Every line from the line containing "Pretty please, detect the bareheaded man's teal" through the final line below is to be repeated exactly; no other line is.

[Recorded data]
"""

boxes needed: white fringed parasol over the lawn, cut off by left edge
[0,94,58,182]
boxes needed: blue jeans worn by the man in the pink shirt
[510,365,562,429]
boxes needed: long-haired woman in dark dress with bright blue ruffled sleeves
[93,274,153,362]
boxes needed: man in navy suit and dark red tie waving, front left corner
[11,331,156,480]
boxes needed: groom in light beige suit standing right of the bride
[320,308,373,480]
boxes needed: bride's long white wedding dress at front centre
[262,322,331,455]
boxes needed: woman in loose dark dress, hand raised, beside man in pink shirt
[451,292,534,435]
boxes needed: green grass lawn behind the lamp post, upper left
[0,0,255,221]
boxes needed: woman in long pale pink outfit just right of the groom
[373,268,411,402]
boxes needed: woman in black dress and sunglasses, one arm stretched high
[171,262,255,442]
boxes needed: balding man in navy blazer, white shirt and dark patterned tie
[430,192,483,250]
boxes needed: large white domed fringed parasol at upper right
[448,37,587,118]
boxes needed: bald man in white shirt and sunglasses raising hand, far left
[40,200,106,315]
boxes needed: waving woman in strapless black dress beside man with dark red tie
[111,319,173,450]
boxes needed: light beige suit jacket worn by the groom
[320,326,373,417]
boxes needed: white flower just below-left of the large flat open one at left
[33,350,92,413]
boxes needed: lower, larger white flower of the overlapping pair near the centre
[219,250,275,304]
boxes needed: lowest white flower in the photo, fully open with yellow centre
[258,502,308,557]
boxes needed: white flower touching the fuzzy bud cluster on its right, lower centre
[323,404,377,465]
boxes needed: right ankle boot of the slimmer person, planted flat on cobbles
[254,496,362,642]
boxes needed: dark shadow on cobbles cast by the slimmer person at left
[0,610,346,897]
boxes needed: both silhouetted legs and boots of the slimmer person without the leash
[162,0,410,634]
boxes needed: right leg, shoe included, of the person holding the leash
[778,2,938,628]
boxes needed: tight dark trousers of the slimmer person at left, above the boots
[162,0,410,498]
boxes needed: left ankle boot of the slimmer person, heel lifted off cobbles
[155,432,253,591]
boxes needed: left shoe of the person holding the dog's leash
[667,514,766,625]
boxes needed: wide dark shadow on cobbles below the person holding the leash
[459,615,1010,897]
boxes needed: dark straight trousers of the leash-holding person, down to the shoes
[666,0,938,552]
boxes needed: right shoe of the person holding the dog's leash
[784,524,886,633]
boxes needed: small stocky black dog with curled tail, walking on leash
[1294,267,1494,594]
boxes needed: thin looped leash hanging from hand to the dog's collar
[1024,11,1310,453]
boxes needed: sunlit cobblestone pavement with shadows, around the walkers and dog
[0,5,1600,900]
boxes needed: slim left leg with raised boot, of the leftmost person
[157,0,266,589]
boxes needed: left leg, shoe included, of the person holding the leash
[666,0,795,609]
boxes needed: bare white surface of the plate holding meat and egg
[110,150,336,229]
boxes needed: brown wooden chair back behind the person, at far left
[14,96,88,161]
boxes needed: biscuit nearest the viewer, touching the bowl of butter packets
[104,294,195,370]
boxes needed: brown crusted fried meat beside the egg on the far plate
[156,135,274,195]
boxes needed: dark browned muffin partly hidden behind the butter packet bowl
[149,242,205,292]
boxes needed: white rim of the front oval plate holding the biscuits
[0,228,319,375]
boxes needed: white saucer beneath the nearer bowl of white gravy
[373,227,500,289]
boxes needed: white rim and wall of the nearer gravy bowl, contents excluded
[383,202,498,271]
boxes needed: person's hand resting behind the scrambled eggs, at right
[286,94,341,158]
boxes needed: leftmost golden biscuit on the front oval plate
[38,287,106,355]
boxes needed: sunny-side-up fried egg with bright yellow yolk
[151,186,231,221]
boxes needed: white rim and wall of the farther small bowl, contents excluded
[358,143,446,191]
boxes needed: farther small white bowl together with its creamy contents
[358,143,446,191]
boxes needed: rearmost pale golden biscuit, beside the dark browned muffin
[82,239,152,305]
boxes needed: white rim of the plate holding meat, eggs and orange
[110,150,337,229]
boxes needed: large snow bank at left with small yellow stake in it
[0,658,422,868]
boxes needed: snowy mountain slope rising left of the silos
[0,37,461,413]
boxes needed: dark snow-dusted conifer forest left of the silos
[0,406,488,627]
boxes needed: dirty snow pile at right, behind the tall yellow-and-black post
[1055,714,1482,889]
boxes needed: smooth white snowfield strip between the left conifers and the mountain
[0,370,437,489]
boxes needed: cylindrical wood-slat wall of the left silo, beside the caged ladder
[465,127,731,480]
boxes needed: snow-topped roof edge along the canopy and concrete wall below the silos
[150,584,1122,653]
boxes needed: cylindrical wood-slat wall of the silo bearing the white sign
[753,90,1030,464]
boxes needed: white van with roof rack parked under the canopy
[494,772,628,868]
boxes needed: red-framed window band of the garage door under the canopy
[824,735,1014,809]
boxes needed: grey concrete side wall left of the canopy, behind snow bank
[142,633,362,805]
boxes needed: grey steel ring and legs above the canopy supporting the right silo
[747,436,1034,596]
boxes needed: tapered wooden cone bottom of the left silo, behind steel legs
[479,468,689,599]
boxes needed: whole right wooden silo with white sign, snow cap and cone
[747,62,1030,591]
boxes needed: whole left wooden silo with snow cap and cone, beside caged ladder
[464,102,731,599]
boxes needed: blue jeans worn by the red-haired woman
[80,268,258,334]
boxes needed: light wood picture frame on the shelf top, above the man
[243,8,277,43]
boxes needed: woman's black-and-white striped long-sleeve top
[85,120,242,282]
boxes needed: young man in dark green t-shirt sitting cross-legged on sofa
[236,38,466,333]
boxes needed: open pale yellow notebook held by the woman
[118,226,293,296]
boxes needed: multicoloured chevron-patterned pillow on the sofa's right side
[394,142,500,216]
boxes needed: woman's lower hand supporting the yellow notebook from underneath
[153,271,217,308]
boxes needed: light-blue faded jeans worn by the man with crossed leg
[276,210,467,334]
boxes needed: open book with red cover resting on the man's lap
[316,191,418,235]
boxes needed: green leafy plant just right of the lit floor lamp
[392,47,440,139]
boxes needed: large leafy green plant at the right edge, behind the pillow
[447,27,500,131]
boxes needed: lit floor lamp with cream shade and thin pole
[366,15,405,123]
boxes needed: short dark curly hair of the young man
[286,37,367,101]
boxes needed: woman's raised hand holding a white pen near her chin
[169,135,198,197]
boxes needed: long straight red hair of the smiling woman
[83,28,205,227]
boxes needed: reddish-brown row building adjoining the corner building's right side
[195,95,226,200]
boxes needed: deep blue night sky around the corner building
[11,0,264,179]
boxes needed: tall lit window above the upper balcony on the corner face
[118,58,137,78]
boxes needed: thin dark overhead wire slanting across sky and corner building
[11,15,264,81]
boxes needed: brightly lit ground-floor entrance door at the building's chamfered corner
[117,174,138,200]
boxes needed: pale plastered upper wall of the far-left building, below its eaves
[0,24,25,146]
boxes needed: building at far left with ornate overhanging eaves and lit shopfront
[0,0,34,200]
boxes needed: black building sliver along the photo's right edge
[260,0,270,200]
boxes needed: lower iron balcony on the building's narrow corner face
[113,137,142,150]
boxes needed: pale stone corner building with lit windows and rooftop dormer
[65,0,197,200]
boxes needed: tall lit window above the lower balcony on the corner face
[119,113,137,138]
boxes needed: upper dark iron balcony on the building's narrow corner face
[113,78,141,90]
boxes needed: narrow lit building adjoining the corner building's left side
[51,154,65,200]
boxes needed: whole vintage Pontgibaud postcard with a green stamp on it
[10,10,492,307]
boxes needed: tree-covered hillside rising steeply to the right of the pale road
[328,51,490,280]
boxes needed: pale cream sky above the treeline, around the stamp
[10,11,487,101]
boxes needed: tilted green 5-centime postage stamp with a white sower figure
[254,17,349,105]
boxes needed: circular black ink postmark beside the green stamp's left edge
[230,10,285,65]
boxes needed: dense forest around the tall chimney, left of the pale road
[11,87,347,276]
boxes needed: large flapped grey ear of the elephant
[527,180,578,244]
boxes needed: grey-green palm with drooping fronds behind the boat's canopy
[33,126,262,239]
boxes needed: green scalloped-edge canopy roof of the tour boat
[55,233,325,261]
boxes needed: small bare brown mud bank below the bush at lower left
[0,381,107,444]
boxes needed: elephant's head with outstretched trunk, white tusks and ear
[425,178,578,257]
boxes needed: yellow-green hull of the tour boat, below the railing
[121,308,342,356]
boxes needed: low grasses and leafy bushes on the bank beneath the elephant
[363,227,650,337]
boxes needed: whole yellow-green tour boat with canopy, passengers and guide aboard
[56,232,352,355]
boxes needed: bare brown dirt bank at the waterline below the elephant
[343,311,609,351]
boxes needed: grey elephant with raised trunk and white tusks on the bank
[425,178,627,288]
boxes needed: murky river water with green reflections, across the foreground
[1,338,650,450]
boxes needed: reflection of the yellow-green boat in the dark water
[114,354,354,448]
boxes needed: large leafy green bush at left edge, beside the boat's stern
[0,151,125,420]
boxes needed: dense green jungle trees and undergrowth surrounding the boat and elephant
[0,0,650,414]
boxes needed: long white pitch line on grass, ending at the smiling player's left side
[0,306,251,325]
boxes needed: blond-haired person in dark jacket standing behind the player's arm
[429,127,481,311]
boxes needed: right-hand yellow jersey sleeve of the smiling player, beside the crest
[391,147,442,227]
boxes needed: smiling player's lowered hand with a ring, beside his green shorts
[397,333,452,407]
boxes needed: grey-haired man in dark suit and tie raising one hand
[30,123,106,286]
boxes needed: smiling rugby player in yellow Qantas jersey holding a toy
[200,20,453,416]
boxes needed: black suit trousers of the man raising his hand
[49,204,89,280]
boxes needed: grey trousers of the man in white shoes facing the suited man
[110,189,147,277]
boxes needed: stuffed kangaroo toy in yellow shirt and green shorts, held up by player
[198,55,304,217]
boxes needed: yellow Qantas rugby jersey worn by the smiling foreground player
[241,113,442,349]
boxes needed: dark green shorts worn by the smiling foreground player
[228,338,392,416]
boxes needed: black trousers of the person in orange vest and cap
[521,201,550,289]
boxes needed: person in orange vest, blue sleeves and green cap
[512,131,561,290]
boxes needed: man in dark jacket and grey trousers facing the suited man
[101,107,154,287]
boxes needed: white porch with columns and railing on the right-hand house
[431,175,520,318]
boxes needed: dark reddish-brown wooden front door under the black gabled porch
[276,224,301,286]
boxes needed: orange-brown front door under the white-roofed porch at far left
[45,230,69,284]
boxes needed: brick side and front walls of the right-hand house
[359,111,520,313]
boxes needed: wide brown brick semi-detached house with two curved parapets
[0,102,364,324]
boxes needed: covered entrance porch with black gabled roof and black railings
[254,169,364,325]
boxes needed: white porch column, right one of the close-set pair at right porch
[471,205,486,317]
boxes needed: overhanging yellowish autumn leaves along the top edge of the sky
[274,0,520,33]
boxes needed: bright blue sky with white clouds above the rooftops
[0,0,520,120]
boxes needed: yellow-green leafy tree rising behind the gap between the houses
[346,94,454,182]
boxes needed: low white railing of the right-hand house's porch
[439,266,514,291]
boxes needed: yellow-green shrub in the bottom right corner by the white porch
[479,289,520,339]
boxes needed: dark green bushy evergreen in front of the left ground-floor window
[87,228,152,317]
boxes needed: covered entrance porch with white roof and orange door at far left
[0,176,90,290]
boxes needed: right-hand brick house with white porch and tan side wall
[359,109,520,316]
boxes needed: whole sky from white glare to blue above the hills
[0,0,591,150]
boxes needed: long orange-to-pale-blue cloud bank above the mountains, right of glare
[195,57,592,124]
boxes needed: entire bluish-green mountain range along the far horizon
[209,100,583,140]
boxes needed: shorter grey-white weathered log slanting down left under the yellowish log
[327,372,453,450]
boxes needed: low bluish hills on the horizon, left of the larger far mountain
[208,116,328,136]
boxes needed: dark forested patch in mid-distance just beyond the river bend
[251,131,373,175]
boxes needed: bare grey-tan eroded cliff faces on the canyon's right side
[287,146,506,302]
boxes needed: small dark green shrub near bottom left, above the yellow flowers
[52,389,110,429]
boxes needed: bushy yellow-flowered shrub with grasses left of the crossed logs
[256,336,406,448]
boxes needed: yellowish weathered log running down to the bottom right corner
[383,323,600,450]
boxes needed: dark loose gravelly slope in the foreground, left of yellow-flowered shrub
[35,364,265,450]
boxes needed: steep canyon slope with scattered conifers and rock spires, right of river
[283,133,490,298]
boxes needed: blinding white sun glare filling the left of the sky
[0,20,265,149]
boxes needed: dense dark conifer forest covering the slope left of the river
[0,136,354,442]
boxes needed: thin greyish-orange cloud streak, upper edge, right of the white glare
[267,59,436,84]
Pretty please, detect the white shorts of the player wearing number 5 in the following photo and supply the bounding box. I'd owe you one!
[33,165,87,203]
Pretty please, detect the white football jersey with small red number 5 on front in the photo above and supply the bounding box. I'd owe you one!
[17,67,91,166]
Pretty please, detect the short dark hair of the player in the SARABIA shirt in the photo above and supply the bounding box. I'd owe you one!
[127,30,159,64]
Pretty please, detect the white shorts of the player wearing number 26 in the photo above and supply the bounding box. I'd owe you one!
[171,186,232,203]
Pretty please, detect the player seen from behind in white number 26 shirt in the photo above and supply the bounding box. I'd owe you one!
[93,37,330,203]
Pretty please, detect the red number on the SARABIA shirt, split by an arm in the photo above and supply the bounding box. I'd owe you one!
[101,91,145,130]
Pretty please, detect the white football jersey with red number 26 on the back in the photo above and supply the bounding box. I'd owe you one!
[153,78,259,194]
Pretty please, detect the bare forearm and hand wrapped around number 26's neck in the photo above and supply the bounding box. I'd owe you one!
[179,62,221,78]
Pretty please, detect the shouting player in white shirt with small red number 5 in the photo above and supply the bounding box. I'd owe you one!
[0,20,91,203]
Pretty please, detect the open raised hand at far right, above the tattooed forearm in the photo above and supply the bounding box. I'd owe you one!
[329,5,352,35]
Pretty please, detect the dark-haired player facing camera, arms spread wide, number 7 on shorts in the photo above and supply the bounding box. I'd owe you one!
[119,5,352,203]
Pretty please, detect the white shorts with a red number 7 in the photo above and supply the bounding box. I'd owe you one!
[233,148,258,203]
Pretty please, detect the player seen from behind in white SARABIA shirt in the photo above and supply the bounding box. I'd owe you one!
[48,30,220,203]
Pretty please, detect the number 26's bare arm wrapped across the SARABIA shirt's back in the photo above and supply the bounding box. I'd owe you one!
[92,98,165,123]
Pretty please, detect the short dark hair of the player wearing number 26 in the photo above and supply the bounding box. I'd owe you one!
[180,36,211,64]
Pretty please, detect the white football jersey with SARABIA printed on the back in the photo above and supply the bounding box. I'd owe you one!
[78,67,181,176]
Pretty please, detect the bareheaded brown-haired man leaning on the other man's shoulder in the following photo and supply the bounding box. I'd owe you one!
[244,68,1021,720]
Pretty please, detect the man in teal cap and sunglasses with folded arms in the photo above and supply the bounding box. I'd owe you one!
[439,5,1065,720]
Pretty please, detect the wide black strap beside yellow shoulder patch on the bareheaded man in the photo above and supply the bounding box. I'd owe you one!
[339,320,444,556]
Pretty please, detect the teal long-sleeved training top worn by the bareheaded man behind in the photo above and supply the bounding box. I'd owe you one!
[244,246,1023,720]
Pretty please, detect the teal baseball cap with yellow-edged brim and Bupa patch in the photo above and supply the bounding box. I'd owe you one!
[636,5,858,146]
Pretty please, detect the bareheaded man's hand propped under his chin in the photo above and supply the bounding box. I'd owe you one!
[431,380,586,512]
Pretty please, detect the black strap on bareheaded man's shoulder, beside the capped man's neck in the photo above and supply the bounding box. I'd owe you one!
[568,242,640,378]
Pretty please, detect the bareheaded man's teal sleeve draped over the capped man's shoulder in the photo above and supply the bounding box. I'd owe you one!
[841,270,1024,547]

"""

**Result of the exercise**
Pretty please, detect the bareheaded man's teal sleeve draped over the capped man's shoulder in the photo above and supply the bounding box. I'd owe you one!
[841,270,1024,547]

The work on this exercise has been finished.